* _WHAT TO PRODUCE_
Decide whether each statement below agrees with the Human Rights Day 2020 statement, answering yes or no and quoting the deciding words. 1. The 2020 ITUC Global Rights Index found a seven-year trend of growing violations of workers' rights. 2. Sharan Burrow is named as ITUC President. 3. Lack of paid sick leave is pushing people to work when sick.

* _TEXT UNDER STUDY_
Human Rights Day 2020

On Human Rights’ Day 2020, we must remember that the denial of human rights, including workers’ rights, is driving inequality, exclusion, despair and mistrust, while heightening global vulnerability to the COVID-19 pandemic.

Lack of respect for workers’ basic right to safe and healthy workplaces is exposing frontline workers in many sectors and countries to avoidable Covid-19 infections, while lack of social protection or paid sick leave is forcing people to work when sick. This has terrible consequences both for them and for efforts to stop the virus spreading.

The 2020 ITUC Global Rights Index exposed a seven-year trend of growing violations of fundamental workers’ rights, including the rights to organise and bargain collectively, driving inequality to historic levels. This in turn is fuelling a dramatic erosion of trust in governments and democracy as revealed in the ITUC 2020 Global Poll.

Sharan Burrow, ITUC General Secretary, said: “The world needs a new social contract, based on a foundation of human rights and rights at work with government support for mandated due diligence to hold corporations to account, some of which have extracted massive pandemic profits since Covid-19 took hold around the world.

“The public health emergency is also having disproportionate impacts on people facing discrimination, including women, ethnic minorities, migrant workers and others. For workers, and for economic recovery and resilience, we need to see the realisation of the vision enshrined in the ILO Centenary Declaration adopted last year. Governments voted for it, and now they need to turn that vision into reality. This must include making occupational health and safety a fundamental right at the International Labour Organization (ILO).

“We are seeing a continued erosion of freedom of association, speech and assembly in countries in every region of the world, and it is no coincidence that autocratic regimes and unscrupulous companies like Amazon target trade union activity. Trade unions are essential not only for justice at work and decent jobs, but also as defenders of the human rights that all people should be able to enjoy without fear. The Universal Declaration of Human Rightsstands as tall today as it did at its inception as the foundation for building a just future. The global trade union movement, standing with our sisters and brothers all over the world, will continue our fight for rights and equality.”

* _DATASET EXCERPTS_
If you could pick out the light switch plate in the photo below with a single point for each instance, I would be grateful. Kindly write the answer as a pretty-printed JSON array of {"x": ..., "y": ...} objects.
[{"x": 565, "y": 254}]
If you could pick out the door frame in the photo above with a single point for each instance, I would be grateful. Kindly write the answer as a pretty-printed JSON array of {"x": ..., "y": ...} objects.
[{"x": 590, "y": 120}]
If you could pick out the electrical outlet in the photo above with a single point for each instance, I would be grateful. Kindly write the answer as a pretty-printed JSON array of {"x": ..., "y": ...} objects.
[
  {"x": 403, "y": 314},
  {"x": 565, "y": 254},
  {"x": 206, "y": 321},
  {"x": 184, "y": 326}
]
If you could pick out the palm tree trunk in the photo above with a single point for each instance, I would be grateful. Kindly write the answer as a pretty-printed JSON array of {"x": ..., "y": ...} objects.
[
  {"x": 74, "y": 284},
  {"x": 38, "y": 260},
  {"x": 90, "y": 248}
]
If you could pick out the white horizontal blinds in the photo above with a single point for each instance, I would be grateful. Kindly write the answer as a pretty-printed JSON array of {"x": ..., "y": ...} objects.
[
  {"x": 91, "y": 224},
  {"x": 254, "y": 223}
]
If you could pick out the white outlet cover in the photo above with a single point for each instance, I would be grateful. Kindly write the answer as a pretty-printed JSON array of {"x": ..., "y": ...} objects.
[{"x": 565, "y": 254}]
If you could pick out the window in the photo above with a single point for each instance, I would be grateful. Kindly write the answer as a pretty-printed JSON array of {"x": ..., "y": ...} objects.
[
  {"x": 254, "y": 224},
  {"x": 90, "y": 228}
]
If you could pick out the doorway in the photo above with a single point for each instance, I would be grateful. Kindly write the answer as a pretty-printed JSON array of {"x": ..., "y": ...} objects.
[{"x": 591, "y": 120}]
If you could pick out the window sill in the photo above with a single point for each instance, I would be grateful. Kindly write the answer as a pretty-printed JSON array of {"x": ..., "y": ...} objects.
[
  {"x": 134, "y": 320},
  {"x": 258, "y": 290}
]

* _SOLVED PROBLEM_
1. Yes: "The 2020 ITUC Global Rights Index exposed a seven-year trend of growing violations of fundamental workers’ rights"
2. No: "Sharan Burrow, ITUC General Secretary"
3. Yes: "lack of social protection or paid sick leave is forcing people to work when sick"